EXTRAIT DU DOCUMENT —
============
S’agissant des bornes d’âge, nous avons beaucoup discuté avec ma collègue rapporteure et avec tous nos interlocuteurs d’une certaine dérive du PER. Si une personne a pris sa retraite mais travaille, elle peut parfaitement continuer à cotiser, dans notre schéma, en bénéficiant d’un avantage fiscal dans la limite de 10 % de ses revenus professionnels. Nous préconisons une fermeture du dispositif, puis une réouverture. Que faire des retraités qui reprennent un travail un, deux ou trois ans après avoir pris leur retraite ? La logique serait de leur permettre de bénéficier de la déduction jusqu’à ce qu’ils partent une deuxième fois à la retraite, si je puis dire. Je rappelle que les pluriactifs ont parfois des dates de départ à la retraite différentes selon les régimes – on peut relever d’au moins trois régimes simultanément ou successivement.
Mme Félicie Gérard, rapporteure. Le comité que vous avez évoqué, Madame Louwagie, au sujet de la proposition n° 12, existe déjà. Il permet tout simplement de réunir les parties prenantes.
En ce qui concerne le cumul emploi–retraite, l’assuré pourra évidemment continuer à avoir un revenu d’activité tout en liquidant le PER. Parmi les 65-69 ans, 5 % des retraités cumulent ; à partir de 70 ans, le taux est de 1,3 %.
Le forfait social est une vraie question. Ce n’est pas le cœur du rapport, mais un vrai travail doit être mené, nous sommes d’accord en la matière.
La stratégie d’éducation financière est conduite par le Gouvernement. On nous y a renvoyés plusieurs fois en nous expliquant qu’elle allait apporter des solutions sur bien des points. Seulement, force est de constater qu’il serait temps de faire une actualisation et de mettre en place une réelle stratégie en matière d’éducation financière, tant les produits et les mécanismes de défiscalisation d’épargne sont complexes. Nous avons besoin de plus de lisibilité et de davantage de connaissances du côté de nos compatriotes.
============
DONNÉES ENREGISTRÉES —
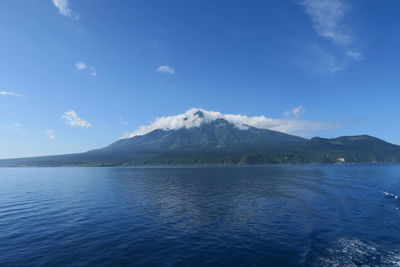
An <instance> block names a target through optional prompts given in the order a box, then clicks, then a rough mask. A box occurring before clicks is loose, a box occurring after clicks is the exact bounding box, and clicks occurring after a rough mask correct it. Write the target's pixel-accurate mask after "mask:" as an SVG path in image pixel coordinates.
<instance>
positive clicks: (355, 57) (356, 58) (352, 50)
mask: <svg viewBox="0 0 400 267" xmlns="http://www.w3.org/2000/svg"><path fill="white" fill-rule="evenodd" d="M346 56H348V57H350V58H353V59H355V60H362V59H363V55H362V54H361V52H358V51H355V50H349V51H347V52H346Z"/></svg>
============
CONSIGNE — Reprenez l'extrait sur le plan d'épargne retraite et écrivez la suite à partir de sa dernière phrase.

RÉSULTAT —
Mme Christine Arrighi (EcoS). Merci aux rapporteurs de nous avoir éclairés sur ce dispositif extrêmement complexe : on ne peut pas prétendre, à moins de verser dans la démagogie, qu’il se comprend en deux minutes. Je n’entrerai pas dans la question de savoir si un tel dispositif est dans l’intérêt du pays, des salariés, du moins ceux qui pourraient cotiser, ou des organisations syndicales, qui représentent les intérêts de leurs adhérents. Je rappelle en revanche que le Gouvernement refuse obstinément d’organiser une grande conférence sociale pour traiter de l’augmentation des salaires, laquelle pourrait recevoir une large approbation de ces mêmes organisations syndicales, en lieu et place du type de mesures dont nous parlons. Tout cela relève d’un débat beaucoup large sur la retraite et la façon dont nous cotisons, au titre de la solidarité, tout au long de notre vie.
S’agissant de l’affectation des fonds de l’épargne retraite par capitalisation, il ne m’avait pas semblé, mais cela pourrait peut-être changer avec le nouveau gouvernement, que M. Le Maire était très enclin à établir une corrélation entre les placements des retraites alternatives par capitalisation et une exigence d’utilité sociale et environnementale accentuée. Pensez-vous que cette question pourrait faire l’objet d’une évaluation ?
Ma seconde question concerne les exonérations et leur coût global. De votre point de vue et d’après les expertises que vous avez pu mener, existe-t-il des cas de non-compensation des exonérations de cotisations sociales pour ce type de retraites privées ? Avez-vous un chiffrage général du coût pour l’État des mécanismes d’exonérations sociales et fiscales quand la part sociale est compensée par l’État ?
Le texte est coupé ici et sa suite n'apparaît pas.